Segment Start: Entries provided

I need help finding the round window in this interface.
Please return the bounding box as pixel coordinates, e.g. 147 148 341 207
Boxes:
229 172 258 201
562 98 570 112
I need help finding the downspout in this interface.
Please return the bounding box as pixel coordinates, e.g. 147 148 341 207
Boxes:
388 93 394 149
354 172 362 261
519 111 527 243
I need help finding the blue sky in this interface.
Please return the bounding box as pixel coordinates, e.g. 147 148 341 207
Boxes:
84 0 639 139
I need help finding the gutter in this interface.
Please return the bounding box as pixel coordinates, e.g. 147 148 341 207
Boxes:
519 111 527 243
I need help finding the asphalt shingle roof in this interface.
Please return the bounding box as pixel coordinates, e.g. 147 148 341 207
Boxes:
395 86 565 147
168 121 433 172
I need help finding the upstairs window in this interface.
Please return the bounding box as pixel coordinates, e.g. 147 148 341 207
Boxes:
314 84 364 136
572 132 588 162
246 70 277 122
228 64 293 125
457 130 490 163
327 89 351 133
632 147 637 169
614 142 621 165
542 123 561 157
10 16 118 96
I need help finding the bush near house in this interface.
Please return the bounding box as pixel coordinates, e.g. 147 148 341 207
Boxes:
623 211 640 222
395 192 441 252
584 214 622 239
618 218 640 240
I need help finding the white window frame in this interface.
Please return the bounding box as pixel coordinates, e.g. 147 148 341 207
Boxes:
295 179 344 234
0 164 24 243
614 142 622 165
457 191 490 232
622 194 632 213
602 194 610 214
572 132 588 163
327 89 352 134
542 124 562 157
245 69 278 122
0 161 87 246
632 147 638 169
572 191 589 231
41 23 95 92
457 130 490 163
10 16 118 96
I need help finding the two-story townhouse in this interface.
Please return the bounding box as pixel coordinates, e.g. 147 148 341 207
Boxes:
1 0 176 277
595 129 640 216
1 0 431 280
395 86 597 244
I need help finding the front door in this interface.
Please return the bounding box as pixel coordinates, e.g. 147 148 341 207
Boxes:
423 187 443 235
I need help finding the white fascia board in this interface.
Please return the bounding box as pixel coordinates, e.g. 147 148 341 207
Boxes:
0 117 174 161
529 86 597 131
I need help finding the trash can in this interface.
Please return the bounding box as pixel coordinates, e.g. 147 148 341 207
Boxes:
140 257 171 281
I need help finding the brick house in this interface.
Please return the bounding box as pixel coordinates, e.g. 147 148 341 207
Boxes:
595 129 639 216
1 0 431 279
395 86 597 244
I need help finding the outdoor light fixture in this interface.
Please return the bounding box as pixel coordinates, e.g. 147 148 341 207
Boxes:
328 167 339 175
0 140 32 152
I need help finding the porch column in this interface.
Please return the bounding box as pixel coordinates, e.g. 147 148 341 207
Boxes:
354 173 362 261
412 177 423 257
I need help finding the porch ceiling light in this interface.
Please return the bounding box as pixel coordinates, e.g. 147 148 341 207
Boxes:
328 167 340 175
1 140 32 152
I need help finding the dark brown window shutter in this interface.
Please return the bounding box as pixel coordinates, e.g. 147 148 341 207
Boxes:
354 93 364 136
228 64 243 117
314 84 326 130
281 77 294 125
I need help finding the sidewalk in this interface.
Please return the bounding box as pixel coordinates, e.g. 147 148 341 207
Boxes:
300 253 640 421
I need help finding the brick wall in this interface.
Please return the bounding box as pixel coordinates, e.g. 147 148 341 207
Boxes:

Segment End: Entries provided

> Directions for this task: Copy the listing above. Match every line exactly.

> Task output:
I need help finding the round window in this interface.
Please return the bounding box as pixel coordinates, e.g. 147 148 341 207
Boxes:
229 172 258 201
562 98 570 112
I need help finding the downspout in this interface.
Please return the bounding box as pixel coordinates, e.g. 147 148 341 207
Boxes:
388 93 394 149
354 172 362 261
519 111 527 243
I need help finding the blue sky in this interface.
Please return the bounding box as pixel coordinates, e.g. 147 148 341 207
Boxes:
84 0 639 139
I need help finding the gutter in this interface.
Please return the bounding box as pixel coordinates, e.g. 147 148 341 207
Boxes:
519 111 527 243
I need help finding the asphalt shingle roof in this interface.
Please return the bounding box as pixel coordinates, e.g. 147 148 341 207
Boxes:
395 86 565 147
168 121 433 172
I need help finding the upstairs window in this interface.
Please return the bounding box as pixel coordinates, e.g. 147 148 341 207
Boxes:
314 84 364 136
572 132 588 162
246 70 277 122
228 64 293 125
457 130 490 163
327 89 351 133
632 147 637 169
614 142 621 165
542 123 561 157
10 16 118 96
I need help finding the bush near house in this interface.
Please return the bounding box as pixel coordinates, e.g. 147 148 341 207
Boxes:
623 211 640 222
395 192 441 252
584 214 622 239
618 218 640 240
I need help finding the white window frame in this interface.
Please return the bounding box as pixel coordinates, e.g. 147 148 341 207
Boxes:
295 179 344 234
0 164 24 243
614 142 622 165
457 191 490 232
622 194 632 213
602 194 610 214
572 132 588 163
327 89 352 134
542 124 562 157
245 69 278 122
0 161 87 246
632 147 638 169
572 191 589 231
41 23 95 92
457 130 490 163
10 16 118 96
I need help finding the two-story townhouse in this interface.
Please return the bounding box as pixel coordinates, e.g. 147 148 341 207
Boxes:
1 0 176 277
595 129 640 216
1 0 431 280
395 86 597 244
I need help finding the front door in this interface.
Please return the bounding box as pixel coordinates, e.g. 147 148 341 207
Boxes:
423 187 443 235
I need help finding the white fascia board in this interface.
Please return the bounding box as pixel coordinates, e.g. 147 148 341 207
Boxes:
0 117 174 161
529 86 597 131
I need help finding the trash can in this interface.
Please return the bounding box as pixel coordinates, e.g. 147 148 341 207
Boxes:
140 257 171 281
I need help finding the brick house in this interface.
Please return the bounding box as pixel coordinates, e.g. 147 148 341 207
Boxes:
595 129 639 216
1 0 431 279
395 86 597 244
I need help finding the outdoor light fixture in this interface.
Please return the bounding box as pixel coordinates, e.g. 147 148 341 207
Boxes:
328 167 339 175
0 140 32 152
I need help finding the porch column in this interface.
Please return the bounding box as pixel coordinates, e.g. 147 148 341 207
Boxes:
354 173 362 261
412 177 423 257
I need help finding the porch ceiling light in this interface.
Please return the bounding box as pixel coordinates, e.g. 147 148 341 207
Boxes:
328 167 340 175
1 140 32 152
I need help finding the dark brown window shutter in this interface.
Please return the bounding box as pixel coordinates, e.g. 147 148 341 207
Boxes:
354 93 364 136
228 64 243 117
314 84 326 130
281 77 294 125
I need help finding the sidewalk in this interface.
Please return the bounding box as pixel coordinates, e.g. 147 148 341 207
Boxes:
300 253 640 421
I need help finding the brick wall in this interface.
Please return the bounding box as pixel coordinates, e.g. 147 148 341 207
Boxes:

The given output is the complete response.